= What the exercise asks =
All lines in the entries below that hold "beige" make up the answer.

[Task material — start]

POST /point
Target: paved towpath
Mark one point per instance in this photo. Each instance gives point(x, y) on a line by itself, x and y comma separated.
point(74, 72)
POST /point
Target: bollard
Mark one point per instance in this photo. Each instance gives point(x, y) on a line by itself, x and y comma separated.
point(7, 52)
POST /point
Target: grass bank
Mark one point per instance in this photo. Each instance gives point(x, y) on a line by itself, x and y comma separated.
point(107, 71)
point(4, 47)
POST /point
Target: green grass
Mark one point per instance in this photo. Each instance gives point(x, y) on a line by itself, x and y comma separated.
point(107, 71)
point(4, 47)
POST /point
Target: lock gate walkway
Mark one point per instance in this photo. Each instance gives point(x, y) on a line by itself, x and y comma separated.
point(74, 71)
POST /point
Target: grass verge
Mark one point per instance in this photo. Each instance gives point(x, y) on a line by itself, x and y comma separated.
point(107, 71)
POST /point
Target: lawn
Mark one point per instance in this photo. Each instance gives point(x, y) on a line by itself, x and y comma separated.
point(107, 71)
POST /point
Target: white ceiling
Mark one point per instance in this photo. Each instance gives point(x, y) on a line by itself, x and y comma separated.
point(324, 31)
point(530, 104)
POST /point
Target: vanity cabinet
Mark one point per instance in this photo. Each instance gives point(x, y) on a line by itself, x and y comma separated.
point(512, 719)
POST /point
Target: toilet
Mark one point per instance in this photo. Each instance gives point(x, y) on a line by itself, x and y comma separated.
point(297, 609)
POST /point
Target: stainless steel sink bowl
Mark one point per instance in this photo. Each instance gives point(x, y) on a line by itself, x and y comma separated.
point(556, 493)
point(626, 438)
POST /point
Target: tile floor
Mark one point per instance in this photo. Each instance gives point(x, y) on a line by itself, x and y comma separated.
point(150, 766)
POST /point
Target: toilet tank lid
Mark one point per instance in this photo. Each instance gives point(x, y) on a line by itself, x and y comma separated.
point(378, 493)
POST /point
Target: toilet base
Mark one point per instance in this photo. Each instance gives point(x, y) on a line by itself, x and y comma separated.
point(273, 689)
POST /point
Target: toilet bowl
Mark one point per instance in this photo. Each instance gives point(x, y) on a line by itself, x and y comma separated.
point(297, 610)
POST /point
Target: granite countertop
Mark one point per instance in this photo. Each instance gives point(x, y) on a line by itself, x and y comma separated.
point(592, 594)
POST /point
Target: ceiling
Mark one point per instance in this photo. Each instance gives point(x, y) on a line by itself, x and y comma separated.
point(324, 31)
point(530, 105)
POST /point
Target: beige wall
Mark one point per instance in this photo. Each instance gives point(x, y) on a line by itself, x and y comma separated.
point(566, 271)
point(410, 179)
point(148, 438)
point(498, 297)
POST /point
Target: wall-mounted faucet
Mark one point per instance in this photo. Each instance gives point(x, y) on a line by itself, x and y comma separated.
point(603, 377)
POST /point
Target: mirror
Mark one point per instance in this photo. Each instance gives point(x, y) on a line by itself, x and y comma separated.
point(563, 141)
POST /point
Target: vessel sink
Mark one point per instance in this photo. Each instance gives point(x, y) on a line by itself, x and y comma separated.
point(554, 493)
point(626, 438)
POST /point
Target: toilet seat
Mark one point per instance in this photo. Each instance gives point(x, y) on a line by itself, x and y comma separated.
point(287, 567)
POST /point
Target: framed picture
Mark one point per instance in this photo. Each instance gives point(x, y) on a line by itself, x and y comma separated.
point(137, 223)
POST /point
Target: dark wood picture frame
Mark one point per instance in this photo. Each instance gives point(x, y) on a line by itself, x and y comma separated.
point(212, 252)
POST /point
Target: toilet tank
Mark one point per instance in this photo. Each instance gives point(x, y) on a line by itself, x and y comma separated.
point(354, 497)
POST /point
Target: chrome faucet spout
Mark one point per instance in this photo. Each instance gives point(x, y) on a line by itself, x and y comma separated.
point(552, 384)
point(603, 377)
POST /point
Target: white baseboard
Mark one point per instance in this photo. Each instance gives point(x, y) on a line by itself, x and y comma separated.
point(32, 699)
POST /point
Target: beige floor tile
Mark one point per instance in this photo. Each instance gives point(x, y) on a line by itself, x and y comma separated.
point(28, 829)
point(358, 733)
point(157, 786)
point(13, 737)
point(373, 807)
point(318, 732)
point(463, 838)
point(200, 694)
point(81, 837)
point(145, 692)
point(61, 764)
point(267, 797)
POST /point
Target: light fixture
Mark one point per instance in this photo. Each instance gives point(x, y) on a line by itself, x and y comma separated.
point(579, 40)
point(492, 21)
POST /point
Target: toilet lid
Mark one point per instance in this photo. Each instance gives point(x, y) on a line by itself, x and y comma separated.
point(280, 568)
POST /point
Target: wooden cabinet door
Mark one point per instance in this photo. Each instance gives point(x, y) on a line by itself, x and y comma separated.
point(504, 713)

[Task material — finish]

= Task output =
Target: beige wall
Target: beige floor tile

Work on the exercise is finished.